[Region pointing data]
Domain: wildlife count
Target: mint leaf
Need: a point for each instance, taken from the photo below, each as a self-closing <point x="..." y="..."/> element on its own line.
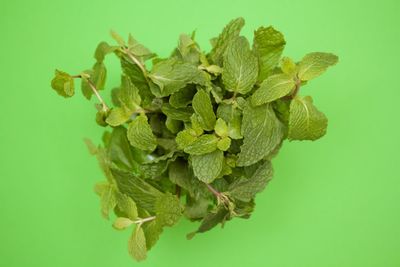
<point x="171" y="75"/>
<point x="140" y="134"/>
<point x="273" y="88"/>
<point x="233" y="116"/>
<point x="240" y="67"/>
<point x="97" y="75"/>
<point x="229" y="33"/>
<point x="206" y="167"/>
<point x="268" y="45"/>
<point x="314" y="64"/>
<point x="204" y="144"/>
<point x="63" y="84"/>
<point x="306" y="122"/>
<point x="262" y="132"/>
<point x="137" y="244"/>
<point x="204" y="109"/>
<point x="245" y="189"/>
<point x="168" y="210"/>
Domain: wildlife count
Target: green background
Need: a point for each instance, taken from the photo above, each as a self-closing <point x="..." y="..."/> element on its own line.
<point x="334" y="202"/>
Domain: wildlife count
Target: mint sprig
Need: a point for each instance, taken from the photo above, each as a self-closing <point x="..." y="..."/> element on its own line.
<point x="194" y="135"/>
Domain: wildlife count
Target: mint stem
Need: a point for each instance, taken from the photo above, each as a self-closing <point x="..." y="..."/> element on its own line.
<point x="141" y="221"/>
<point x="93" y="87"/>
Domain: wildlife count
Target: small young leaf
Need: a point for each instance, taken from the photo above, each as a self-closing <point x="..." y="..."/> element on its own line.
<point x="240" y="67"/>
<point x="314" y="64"/>
<point x="137" y="244"/>
<point x="273" y="88"/>
<point x="268" y="45"/>
<point x="204" y="144"/>
<point x="63" y="84"/>
<point x="306" y="122"/>
<point x="204" y="109"/>
<point x="207" y="167"/>
<point x="140" y="134"/>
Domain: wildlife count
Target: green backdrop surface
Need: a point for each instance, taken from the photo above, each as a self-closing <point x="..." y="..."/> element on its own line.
<point x="334" y="202"/>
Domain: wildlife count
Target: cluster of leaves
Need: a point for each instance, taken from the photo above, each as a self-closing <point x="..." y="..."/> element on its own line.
<point x="195" y="135"/>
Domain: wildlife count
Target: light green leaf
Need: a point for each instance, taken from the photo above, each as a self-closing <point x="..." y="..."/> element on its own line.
<point x="185" y="138"/>
<point x="141" y="192"/>
<point x="137" y="244"/>
<point x="288" y="66"/>
<point x="314" y="64"/>
<point x="97" y="76"/>
<point x="180" y="114"/>
<point x="122" y="223"/>
<point x="229" y="33"/>
<point x="204" y="144"/>
<point x="233" y="116"/>
<point x="140" y="134"/>
<point x="171" y="75"/>
<point x="221" y="128"/>
<point x="306" y="122"/>
<point x="273" y="88"/>
<point x="268" y="45"/>
<point x="208" y="166"/>
<point x="168" y="210"/>
<point x="245" y="189"/>
<point x="224" y="144"/>
<point x="108" y="200"/>
<point x="262" y="132"/>
<point x="118" y="116"/>
<point x="203" y="107"/>
<point x="240" y="67"/>
<point x="63" y="84"/>
<point x="183" y="97"/>
<point x="127" y="206"/>
<point x="211" y="220"/>
<point x="102" y="50"/>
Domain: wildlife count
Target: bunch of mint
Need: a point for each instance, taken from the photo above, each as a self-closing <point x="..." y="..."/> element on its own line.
<point x="195" y="135"/>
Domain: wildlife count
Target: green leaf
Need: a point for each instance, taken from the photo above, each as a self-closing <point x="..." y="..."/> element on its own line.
<point x="262" y="132"/>
<point x="171" y="75"/>
<point x="221" y="128"/>
<point x="140" y="134"/>
<point x="118" y="116"/>
<point x="168" y="210"/>
<point x="183" y="97"/>
<point x="233" y="117"/>
<point x="137" y="244"/>
<point x="207" y="167"/>
<point x="102" y="50"/>
<point x="229" y="33"/>
<point x="108" y="200"/>
<point x="180" y="114"/>
<point x="204" y="144"/>
<point x="288" y="66"/>
<point x="141" y="192"/>
<point x="203" y="107"/>
<point x="224" y="144"/>
<point x="63" y="84"/>
<point x="127" y="206"/>
<point x="273" y="88"/>
<point x="211" y="220"/>
<point x="121" y="154"/>
<point x="122" y="223"/>
<point x="306" y="122"/>
<point x="185" y="138"/>
<point x="97" y="76"/>
<point x="268" y="45"/>
<point x="245" y="189"/>
<point x="314" y="64"/>
<point x="240" y="67"/>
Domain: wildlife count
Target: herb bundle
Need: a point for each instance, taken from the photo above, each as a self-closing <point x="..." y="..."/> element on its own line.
<point x="195" y="135"/>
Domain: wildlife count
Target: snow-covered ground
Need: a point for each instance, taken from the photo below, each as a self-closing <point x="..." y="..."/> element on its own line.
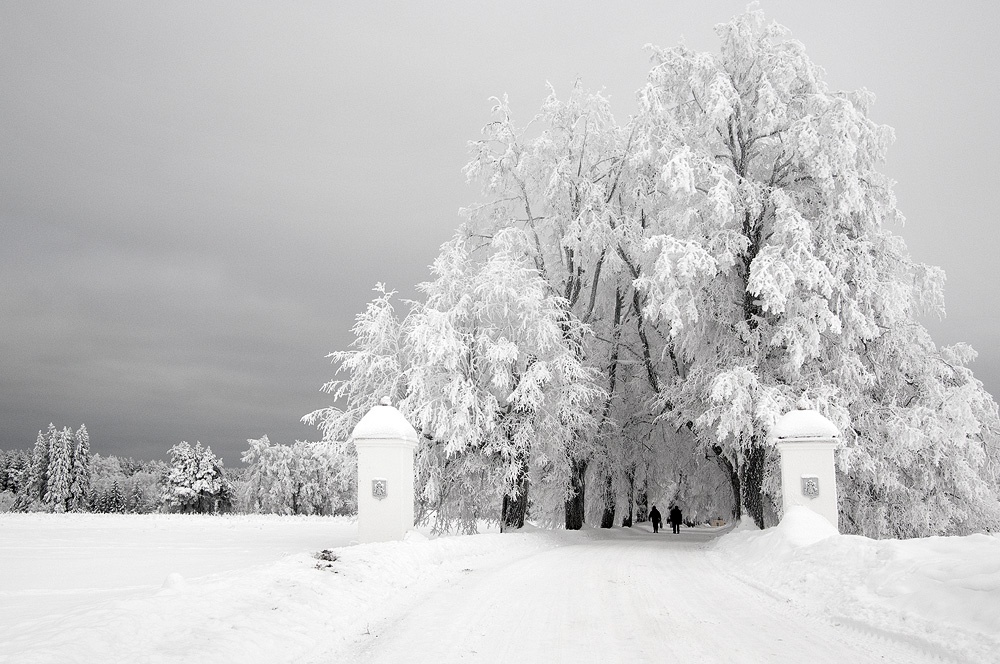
<point x="105" y="588"/>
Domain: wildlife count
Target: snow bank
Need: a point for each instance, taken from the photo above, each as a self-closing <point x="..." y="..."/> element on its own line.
<point x="941" y="592"/>
<point x="297" y="608"/>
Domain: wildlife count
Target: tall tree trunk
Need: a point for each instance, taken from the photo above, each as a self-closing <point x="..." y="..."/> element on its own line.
<point x="575" y="503"/>
<point x="608" y="517"/>
<point x="627" y="519"/>
<point x="515" y="504"/>
<point x="734" y="481"/>
<point x="752" y="482"/>
<point x="642" y="507"/>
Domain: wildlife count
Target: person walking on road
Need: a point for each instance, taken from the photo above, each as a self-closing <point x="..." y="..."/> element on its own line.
<point x="675" y="519"/>
<point x="654" y="516"/>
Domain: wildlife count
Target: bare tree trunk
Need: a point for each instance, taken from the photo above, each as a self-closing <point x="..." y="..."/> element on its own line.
<point x="575" y="503"/>
<point x="752" y="482"/>
<point x="515" y="504"/>
<point x="642" y="507"/>
<point x="608" y="517"/>
<point x="627" y="519"/>
<point x="734" y="481"/>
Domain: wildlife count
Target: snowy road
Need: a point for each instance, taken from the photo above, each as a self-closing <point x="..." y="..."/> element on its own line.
<point x="633" y="597"/>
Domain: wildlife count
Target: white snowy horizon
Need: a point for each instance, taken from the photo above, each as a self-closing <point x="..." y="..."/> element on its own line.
<point x="168" y="588"/>
<point x="199" y="196"/>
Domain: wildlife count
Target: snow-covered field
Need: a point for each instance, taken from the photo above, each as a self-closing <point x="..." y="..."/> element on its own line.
<point x="158" y="588"/>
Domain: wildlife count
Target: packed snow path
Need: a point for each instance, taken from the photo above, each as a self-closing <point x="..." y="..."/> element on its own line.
<point x="632" y="598"/>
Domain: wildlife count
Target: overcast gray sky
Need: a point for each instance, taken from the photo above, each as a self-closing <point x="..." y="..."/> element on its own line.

**Brief:**
Line tally for "road": say how many lines of the records above contain it, and give nothing but the number.

**Task response:**
2